◆ Usando as informações
[a] Segundo o trecho sobre os escorregamentos de 1967, quantas casas foram destruídas nas proximidades de Caraguatatuba?
[b] Prossiga com o trecho sobre os escorregamentos de encostas a partir da última frase apresentada.

===== Trecho citado

O pior, porém, estava à frente. Em janeiro de 1967 uma área com cerca de 30 km de diâmetro, na região da Serra das Araras, com centro na Via Dutra, foi submetida a chuvas muito fortes depois de chuvas contínuas. Dezenas de escorregamentos ocorreram nas encostas provocando muita destruição e mais de 1.200 mortes, até hoje o evento natural de maior letalidade. Dois meses depois, em março, o processo repetiu-se nas proximidades de Caraguatatuba, matando 120 pessoas e destruindo 400 casas no seu caminho para o mar, ainda hoje enlameado.

O que chama a atenção nestes dois últimos casos, além da violência das chuvas, é a ocupação praticamente nula na área de Caraguatatuba atingida pelos escorregamentos. Das mudanças climáticas, culpadas pelos apressados de todos os males da Terra, nem se ouvia falar. Tampouco foi vingança divina por causa da devassidão, pois naquela época aos jovens era permitido, quando muito, dançar de rosto colado. Em síntese, mesmo sem ocupação humana, os escorregamentos acontecem, pois, na realidade, são processos naturais da evolução do relevo terrestre.

Então, estamos condenados a ficar afastados dos morros e das belas praias que eles escondem? A resposta é não, mas medidas devem ser tomadas, a mais importante delas, a avaliação da suscetibilidade ao escorregamento, também denominada risco geológico. Essa avaliação permitirá definir se a área é propensa a escorregamentos ou não. Além disso, serão identificados os cuidados necessários, além dos sistemas de monitoramento capazes de antecipar situações de alerta.

==========
===== Informações fornecidas

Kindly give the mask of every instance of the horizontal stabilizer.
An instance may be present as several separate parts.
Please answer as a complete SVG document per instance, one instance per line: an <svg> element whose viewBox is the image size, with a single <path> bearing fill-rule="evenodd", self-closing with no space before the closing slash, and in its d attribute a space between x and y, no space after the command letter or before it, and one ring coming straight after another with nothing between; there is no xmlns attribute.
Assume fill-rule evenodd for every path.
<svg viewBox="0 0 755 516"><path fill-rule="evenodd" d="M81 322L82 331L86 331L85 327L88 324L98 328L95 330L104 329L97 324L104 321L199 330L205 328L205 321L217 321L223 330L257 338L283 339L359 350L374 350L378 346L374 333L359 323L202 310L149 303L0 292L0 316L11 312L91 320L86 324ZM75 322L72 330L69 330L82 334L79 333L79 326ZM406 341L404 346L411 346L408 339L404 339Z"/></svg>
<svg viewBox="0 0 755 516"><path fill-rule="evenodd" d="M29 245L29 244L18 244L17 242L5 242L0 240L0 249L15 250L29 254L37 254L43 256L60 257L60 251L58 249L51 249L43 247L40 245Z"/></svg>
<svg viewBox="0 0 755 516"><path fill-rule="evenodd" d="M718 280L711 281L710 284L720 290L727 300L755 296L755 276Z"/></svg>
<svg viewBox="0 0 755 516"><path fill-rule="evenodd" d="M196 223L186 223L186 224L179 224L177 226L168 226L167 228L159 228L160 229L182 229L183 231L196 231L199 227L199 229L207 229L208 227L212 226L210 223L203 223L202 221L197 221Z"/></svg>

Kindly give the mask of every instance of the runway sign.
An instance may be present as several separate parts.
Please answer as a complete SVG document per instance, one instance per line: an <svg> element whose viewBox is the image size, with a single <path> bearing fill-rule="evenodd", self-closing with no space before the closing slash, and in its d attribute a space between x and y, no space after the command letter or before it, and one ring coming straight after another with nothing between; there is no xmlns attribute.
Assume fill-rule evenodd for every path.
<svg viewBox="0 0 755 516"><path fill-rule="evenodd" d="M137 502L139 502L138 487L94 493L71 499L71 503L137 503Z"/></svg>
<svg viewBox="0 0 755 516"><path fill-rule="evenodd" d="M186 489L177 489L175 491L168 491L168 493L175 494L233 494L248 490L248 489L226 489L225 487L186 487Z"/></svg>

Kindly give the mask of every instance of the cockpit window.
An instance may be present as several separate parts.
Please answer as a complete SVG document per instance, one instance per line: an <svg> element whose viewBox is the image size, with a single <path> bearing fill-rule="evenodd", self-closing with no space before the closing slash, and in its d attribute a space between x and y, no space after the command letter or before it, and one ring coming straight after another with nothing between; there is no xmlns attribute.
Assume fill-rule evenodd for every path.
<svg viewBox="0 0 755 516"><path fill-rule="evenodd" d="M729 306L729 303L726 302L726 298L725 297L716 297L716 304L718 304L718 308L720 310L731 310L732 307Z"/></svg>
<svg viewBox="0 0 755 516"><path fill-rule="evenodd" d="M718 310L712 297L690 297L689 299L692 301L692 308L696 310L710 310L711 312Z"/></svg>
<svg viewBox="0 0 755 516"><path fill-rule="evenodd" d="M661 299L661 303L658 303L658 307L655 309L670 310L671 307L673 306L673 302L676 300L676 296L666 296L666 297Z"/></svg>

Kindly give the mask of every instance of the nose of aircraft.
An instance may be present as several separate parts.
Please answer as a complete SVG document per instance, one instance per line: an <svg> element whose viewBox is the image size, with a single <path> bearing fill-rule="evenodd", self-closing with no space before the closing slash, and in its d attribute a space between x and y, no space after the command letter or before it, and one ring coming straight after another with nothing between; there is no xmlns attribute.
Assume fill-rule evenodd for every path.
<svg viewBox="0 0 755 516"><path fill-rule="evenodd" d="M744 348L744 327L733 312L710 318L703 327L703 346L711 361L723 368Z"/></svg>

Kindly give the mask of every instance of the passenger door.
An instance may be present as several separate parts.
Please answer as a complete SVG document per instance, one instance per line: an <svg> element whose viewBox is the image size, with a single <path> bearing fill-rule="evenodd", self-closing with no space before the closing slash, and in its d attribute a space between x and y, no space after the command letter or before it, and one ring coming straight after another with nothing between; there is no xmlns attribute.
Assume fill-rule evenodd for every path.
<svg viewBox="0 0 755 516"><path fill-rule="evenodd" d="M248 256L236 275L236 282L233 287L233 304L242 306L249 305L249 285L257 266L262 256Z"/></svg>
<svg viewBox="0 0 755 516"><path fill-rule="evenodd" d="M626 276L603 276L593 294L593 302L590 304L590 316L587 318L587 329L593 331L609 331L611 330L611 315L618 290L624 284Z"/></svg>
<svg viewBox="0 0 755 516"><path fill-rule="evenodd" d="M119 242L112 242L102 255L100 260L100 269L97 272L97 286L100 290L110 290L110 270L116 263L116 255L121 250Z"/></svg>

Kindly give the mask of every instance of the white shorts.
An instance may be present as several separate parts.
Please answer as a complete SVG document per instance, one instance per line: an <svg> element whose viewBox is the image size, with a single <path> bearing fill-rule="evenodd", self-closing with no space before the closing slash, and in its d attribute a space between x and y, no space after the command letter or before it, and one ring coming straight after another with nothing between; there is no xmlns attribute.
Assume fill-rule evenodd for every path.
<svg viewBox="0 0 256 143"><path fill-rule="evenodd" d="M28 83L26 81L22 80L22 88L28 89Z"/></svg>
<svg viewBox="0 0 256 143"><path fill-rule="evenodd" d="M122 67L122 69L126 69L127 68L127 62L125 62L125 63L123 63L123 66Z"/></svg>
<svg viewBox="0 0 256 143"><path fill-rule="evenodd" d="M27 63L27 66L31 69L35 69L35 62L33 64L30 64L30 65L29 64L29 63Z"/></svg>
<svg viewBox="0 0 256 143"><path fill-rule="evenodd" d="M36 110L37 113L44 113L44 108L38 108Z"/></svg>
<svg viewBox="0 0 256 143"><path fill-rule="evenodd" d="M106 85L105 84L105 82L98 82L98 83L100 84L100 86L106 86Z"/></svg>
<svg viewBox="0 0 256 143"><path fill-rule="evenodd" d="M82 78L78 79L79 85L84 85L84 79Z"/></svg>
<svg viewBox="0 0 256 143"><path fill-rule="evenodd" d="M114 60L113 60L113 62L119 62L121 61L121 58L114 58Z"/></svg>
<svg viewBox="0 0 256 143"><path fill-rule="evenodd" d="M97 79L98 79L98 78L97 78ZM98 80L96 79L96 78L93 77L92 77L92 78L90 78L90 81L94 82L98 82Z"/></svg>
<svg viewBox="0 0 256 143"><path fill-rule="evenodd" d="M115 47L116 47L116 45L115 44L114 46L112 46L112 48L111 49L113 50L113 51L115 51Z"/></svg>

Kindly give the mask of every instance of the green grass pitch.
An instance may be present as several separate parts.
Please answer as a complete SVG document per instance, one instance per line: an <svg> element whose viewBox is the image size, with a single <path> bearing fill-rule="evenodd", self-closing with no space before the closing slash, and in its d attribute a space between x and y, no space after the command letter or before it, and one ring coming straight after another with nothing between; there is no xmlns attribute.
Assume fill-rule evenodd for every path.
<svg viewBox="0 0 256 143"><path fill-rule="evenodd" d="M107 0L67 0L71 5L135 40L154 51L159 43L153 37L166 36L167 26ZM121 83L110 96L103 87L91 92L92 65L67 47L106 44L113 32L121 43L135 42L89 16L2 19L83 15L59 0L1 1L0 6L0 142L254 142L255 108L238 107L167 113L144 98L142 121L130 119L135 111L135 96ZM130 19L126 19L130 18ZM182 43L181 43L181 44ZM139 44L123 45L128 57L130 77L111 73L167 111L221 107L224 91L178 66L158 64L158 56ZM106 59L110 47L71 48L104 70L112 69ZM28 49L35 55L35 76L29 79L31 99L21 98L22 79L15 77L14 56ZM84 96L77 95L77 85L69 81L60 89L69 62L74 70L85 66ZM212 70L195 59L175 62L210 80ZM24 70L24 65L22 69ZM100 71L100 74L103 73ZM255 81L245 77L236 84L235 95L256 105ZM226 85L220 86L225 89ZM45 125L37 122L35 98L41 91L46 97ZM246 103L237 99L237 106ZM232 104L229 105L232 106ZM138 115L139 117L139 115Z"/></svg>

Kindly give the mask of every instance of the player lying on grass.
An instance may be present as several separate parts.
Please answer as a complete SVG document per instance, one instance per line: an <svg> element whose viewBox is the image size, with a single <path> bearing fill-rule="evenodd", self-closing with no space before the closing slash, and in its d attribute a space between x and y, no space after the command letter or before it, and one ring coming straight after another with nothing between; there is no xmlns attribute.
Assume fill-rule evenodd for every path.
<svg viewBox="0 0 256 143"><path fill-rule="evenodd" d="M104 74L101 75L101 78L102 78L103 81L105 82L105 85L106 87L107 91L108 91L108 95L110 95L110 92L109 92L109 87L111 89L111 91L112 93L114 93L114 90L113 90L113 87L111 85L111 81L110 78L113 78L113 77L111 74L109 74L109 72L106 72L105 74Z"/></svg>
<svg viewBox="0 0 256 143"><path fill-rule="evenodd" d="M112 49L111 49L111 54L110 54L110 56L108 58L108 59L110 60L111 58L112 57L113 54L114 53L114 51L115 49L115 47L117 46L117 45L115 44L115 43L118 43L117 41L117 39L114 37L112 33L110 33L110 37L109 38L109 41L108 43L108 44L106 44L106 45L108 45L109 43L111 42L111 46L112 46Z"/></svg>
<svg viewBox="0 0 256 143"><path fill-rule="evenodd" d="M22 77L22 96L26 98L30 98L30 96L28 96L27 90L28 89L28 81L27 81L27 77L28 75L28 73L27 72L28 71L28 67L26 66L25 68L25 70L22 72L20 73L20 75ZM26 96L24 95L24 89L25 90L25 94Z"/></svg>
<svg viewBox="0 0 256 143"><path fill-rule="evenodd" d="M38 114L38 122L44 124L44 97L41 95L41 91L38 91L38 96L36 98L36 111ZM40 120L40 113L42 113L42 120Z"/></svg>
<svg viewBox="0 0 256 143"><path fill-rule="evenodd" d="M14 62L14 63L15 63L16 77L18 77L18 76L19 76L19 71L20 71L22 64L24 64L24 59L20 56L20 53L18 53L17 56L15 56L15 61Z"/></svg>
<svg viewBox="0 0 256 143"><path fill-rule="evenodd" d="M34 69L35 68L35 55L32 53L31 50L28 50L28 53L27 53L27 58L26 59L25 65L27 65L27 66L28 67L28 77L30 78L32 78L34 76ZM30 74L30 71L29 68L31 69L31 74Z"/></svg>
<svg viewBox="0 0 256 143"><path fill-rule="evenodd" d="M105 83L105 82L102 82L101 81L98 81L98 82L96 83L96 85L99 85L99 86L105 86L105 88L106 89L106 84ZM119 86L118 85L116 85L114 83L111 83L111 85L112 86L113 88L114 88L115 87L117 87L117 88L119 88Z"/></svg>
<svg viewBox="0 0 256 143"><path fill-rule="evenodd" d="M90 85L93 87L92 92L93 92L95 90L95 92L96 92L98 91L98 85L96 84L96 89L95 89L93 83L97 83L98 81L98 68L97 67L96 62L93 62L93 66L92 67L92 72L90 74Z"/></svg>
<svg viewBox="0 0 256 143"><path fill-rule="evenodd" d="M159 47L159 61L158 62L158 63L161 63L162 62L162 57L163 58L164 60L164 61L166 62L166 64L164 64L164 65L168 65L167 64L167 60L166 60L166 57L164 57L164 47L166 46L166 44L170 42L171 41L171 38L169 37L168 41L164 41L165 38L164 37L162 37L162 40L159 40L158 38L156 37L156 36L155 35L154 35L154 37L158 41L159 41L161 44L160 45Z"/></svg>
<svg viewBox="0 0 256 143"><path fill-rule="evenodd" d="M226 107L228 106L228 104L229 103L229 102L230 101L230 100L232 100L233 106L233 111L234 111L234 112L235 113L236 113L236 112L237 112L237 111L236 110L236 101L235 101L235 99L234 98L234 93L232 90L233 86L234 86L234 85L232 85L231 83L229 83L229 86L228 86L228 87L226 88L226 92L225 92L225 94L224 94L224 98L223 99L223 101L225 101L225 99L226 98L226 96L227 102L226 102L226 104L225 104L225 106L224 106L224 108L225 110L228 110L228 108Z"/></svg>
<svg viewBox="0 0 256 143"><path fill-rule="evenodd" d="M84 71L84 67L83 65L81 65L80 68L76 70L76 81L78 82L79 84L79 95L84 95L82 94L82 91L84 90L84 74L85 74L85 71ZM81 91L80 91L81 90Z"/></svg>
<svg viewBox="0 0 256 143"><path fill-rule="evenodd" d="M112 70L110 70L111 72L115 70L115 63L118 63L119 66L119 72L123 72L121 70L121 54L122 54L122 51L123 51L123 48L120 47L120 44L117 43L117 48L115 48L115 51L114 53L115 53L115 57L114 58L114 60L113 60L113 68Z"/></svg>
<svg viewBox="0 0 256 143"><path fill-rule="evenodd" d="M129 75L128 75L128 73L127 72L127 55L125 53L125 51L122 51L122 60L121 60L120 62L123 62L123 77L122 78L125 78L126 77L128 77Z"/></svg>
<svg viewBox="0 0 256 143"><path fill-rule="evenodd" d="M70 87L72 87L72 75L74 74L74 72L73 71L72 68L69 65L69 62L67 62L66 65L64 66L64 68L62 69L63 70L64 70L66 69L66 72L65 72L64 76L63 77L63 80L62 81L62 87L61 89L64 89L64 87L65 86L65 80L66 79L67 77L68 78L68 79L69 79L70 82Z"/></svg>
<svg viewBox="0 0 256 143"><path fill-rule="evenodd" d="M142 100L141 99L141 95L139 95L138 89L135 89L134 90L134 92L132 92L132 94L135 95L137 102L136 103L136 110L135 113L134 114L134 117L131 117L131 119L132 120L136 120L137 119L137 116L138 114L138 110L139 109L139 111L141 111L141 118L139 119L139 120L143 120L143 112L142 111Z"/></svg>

==========

◆ Respostas por item
[a] 400 casas.

[b]
Se tais mecanismos existem e são conhecidos dos geólogos e engenheiros, por que, anualmente, os escorregamentos continuam a ceifar vidas, sonhos e benfeitorias? A resposta é simples: quase ninguém faz esse tipo de estudo. O aparato estatal não dispõe de serviços geológicos (ou, quando dispõe, as verbas são escassas) e tampouco de legislação adequada. Um bom exemplo da eficiência desses estudos foi o trabalho desenvolvido na região de Cubatão pelo Instituto de Pesquisas Tecnológicas (IPT), contratado pelo governo estadual para analisar os escorregamentos na Serra do Mar. O IPT desenvolveu um amplo estudo, definindo as zonas de risco e a intensidade das chuvas capazes de deflagrar escorregamentos. Equipamentos para medir a precipitação foram instalados, fornecendo à Defesa Civil limites de atenção para tomar providências, como fechar estradas e evacuar as áreas críticas. Mas, por deficiência da legislação, o Estado não conseguiu impedir o crescimento dos bairros-cota que ocupam áreas de tálus, uma das principais zonas de risco da Serra do Mar.

Os geólogos, acostumados com a vastidão do tempo, lamentam-se quando chamados a diagnosticar as causas de um escorregamento e propor medidas de remediação. Há pouco a fazer, geralmente a evacuação de casas e o controle do escoamento das águas. Muito raramente há uma convocação para evitar os acidentes, identificar as áreas de risco e restringir a ocupação às áreas viáveis.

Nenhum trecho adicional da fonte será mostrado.